# Given request
Copy out, line for line, the part of the records that opens with their first line and closes with the line containing "113,62 -> 133,84", both included, and leave the pictures out of your answer.
* START *
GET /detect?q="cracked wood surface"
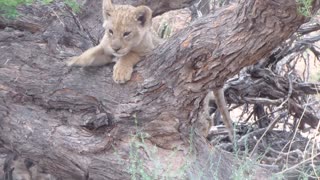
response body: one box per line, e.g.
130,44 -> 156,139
0,0 -> 319,180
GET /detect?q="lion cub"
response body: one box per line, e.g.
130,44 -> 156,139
67,0 -> 161,83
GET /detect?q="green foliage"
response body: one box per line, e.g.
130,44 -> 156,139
0,0 -> 80,19
296,0 -> 312,17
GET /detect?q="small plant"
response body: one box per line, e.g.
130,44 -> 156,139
297,0 -> 312,17
0,0 -> 80,19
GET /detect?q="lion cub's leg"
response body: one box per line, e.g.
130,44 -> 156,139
113,52 -> 141,84
67,44 -> 112,66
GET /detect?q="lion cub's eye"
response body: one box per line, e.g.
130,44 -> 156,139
123,32 -> 131,37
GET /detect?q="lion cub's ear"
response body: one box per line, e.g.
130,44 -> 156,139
102,0 -> 114,20
134,6 -> 152,27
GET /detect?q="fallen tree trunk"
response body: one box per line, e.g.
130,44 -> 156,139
0,0 -> 319,180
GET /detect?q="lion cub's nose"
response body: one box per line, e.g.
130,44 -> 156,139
111,45 -> 121,52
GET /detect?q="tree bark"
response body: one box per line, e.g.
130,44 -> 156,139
0,0 -> 319,180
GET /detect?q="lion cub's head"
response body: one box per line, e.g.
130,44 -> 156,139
103,0 -> 152,57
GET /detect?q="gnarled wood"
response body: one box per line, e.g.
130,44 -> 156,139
0,0 -> 319,180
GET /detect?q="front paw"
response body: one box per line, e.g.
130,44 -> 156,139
66,56 -> 79,66
113,62 -> 133,84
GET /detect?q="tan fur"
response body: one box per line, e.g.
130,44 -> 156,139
67,0 -> 160,83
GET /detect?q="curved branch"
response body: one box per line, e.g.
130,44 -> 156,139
0,0 -> 320,179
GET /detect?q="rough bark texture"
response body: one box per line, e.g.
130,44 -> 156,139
0,0 -> 319,180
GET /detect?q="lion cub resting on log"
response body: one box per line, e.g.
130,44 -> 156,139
67,0 -> 161,83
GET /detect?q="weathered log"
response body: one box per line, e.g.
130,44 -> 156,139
0,0 -> 319,180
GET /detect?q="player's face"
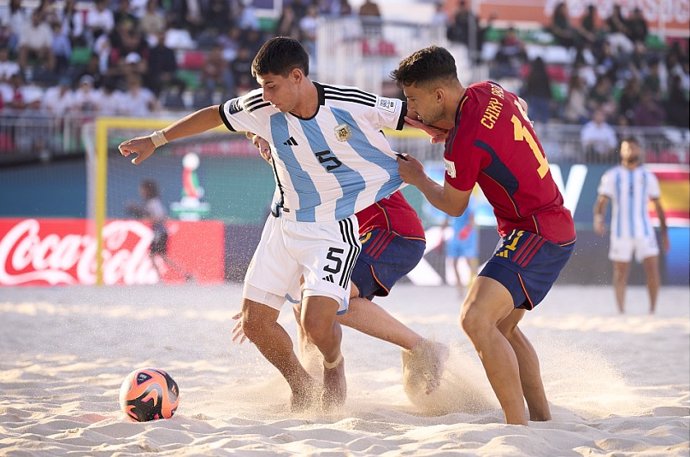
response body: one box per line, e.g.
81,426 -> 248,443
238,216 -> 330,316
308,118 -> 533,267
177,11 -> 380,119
621,141 -> 641,165
403,84 -> 443,126
256,72 -> 299,113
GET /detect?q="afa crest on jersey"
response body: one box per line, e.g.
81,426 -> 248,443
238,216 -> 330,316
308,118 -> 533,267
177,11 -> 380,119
335,124 -> 352,141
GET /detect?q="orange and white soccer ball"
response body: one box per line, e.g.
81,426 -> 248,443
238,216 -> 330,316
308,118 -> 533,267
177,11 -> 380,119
120,368 -> 180,422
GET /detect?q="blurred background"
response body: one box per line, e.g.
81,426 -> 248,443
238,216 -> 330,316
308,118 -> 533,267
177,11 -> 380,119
0,0 -> 690,286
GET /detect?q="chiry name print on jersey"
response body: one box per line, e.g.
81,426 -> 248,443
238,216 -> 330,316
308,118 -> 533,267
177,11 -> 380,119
480,84 -> 504,130
322,84 -> 376,106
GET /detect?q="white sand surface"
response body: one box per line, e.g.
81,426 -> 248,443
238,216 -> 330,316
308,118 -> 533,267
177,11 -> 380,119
0,284 -> 690,457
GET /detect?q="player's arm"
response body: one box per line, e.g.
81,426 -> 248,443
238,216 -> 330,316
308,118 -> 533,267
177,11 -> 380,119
594,194 -> 610,236
118,105 -> 223,165
652,198 -> 671,252
398,155 -> 472,217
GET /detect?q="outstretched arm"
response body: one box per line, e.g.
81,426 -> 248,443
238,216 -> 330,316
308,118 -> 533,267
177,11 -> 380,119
118,105 -> 223,165
398,155 -> 472,216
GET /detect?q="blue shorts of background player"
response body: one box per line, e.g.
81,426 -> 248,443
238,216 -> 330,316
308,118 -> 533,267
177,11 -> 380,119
479,230 -> 575,309
351,229 -> 426,300
446,230 -> 478,259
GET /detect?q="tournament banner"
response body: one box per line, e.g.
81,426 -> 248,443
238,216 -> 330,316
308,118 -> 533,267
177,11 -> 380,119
0,218 -> 225,286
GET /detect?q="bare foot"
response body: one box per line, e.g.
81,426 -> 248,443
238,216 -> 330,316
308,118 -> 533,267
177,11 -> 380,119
321,355 -> 347,412
290,380 -> 318,413
402,339 -> 448,395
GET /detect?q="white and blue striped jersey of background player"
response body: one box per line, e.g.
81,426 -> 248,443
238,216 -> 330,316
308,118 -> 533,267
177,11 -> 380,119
220,82 -> 407,222
598,165 -> 660,238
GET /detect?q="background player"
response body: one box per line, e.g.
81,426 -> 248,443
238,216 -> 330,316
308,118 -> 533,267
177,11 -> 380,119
392,46 -> 575,424
127,179 -> 194,281
594,138 -> 669,314
120,37 -> 406,409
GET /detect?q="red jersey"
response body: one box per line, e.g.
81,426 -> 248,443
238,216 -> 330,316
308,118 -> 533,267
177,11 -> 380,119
444,82 -> 575,244
356,191 -> 425,240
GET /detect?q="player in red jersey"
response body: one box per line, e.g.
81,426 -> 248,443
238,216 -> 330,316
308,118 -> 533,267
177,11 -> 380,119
233,134 -> 448,395
392,46 -> 575,424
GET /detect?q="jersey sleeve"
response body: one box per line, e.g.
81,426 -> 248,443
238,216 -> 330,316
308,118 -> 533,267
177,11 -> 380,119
219,89 -> 269,134
597,170 -> 614,198
645,170 -> 661,200
373,96 -> 407,130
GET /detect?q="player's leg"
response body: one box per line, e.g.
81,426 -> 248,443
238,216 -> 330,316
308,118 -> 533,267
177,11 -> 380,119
642,255 -> 661,314
613,260 -> 630,314
460,276 -> 527,425
242,299 -> 314,410
498,309 -> 551,421
301,295 -> 347,411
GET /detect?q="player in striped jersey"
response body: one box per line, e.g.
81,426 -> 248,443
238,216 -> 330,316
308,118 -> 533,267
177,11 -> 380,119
594,138 -> 669,314
120,37 -> 406,409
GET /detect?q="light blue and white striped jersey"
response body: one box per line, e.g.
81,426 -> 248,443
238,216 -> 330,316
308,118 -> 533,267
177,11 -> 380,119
220,82 -> 407,222
599,165 -> 660,238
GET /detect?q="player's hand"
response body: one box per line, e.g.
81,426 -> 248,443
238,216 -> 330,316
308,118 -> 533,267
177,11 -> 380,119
232,311 -> 247,344
405,116 -> 448,144
398,154 -> 426,187
245,132 -> 273,163
117,136 -> 156,165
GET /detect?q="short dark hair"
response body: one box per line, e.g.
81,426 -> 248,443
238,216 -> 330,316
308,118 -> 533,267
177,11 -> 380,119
252,36 -> 309,76
391,46 -> 458,86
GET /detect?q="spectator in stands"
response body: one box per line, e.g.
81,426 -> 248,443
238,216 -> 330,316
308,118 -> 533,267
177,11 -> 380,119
51,21 -> 72,75
0,47 -> 21,84
58,0 -> 86,47
618,77 -> 641,123
19,9 -> 55,71
563,73 -> 589,124
606,3 -> 634,54
41,76 -> 74,117
139,0 -> 165,42
578,3 -> 601,46
275,4 -> 301,40
587,76 -> 617,118
359,0 -> 381,38
0,0 -> 28,53
490,26 -> 527,80
86,0 -> 115,43
71,75 -> 101,115
664,74 -> 690,129
299,5 -> 319,62
633,89 -> 666,127
122,75 -> 159,117
580,109 -> 618,163
521,57 -> 551,124
626,7 -> 649,44
548,2 -> 577,48
145,30 -> 177,97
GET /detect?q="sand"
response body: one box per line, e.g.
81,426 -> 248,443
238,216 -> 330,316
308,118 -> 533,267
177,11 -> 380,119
0,284 -> 690,457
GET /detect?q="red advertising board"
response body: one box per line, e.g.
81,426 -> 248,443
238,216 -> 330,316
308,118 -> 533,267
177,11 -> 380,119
0,219 -> 225,286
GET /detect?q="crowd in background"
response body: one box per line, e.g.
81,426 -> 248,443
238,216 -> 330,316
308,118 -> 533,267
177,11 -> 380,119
0,0 -> 690,146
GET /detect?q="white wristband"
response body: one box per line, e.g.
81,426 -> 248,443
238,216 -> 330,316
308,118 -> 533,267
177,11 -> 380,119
149,130 -> 168,148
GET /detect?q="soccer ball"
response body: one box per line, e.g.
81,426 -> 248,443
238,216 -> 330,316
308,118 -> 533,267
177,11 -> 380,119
120,368 -> 180,422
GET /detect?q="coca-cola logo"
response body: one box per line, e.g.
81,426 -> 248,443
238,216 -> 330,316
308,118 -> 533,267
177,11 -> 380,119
0,219 -> 158,285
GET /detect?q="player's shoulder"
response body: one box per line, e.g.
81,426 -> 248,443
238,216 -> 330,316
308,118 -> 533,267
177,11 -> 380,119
225,88 -> 275,115
315,82 -> 379,108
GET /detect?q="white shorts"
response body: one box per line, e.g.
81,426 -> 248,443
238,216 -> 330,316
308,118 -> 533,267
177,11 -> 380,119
243,216 -> 361,313
609,234 -> 659,263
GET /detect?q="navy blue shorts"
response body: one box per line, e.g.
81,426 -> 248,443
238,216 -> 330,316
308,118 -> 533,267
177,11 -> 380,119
479,230 -> 575,309
351,229 -> 426,300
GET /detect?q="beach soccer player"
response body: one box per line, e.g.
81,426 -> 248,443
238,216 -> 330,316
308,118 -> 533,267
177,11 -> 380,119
391,46 -> 576,424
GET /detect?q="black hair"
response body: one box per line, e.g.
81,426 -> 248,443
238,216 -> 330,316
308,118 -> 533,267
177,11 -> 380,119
390,46 -> 458,86
252,36 -> 309,76
141,179 -> 160,200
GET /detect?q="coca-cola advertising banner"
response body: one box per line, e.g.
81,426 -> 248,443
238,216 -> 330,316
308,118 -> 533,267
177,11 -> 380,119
0,219 -> 225,286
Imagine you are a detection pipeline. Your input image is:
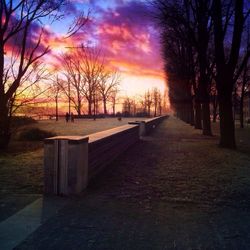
* END *
# Expected answer
GET /detect?q="cracked wood surface"
response body: one box per line, e.g.
130,44 -> 156,139
0,0 -> 319,180
GET /detect?q="lion cub"
response body: one box per line, e.g.
130,44 -> 156,139
67,0 -> 161,83
GET /detect?q="green foliage"
response body: one box per line, e.g.
130,44 -> 156,139
0,0 -> 80,19
296,0 -> 312,17
GET /detect?q="small plant"
response body: one box per line, e.g.
130,44 -> 156,139
297,0 -> 312,17
0,0 -> 80,19
GET /detect?q="lion cub's leg"
response body: one box per line, e.g.
130,44 -> 156,139
113,52 -> 141,84
67,44 -> 112,66
GET /detect?q="lion cub's eye"
response body: one box per line, e.g.
130,44 -> 156,139
123,32 -> 131,37
GET /detect?q="lion cub's ear"
response body: one box per line, e.g.
130,44 -> 156,139
102,0 -> 114,20
134,6 -> 152,27
GET /detect?q="fallen tree trunk"
response body: one box per line, e.g.
130,44 -> 156,139
0,0 -> 319,180
GET /detect?q="lion cub's nose"
response body: one box per line, e.g.
130,44 -> 156,139
111,45 -> 121,52
GET /detect?q="tree bark"
response body: one box per line, e.g.
130,44 -> 156,139
0,0 -> 319,180
GET /detect?q="lion cub's head"
response body: one box per line, e.g.
130,44 -> 156,139
103,0 -> 152,57
GET /detect?q="gnarled wood"
response body: one box per line, e.g.
130,44 -> 156,139
0,0 -> 319,180
GET /detect?q="front paw"
response body: one box per line, e.g.
130,44 -> 156,139
66,56 -> 79,66
113,62 -> 133,84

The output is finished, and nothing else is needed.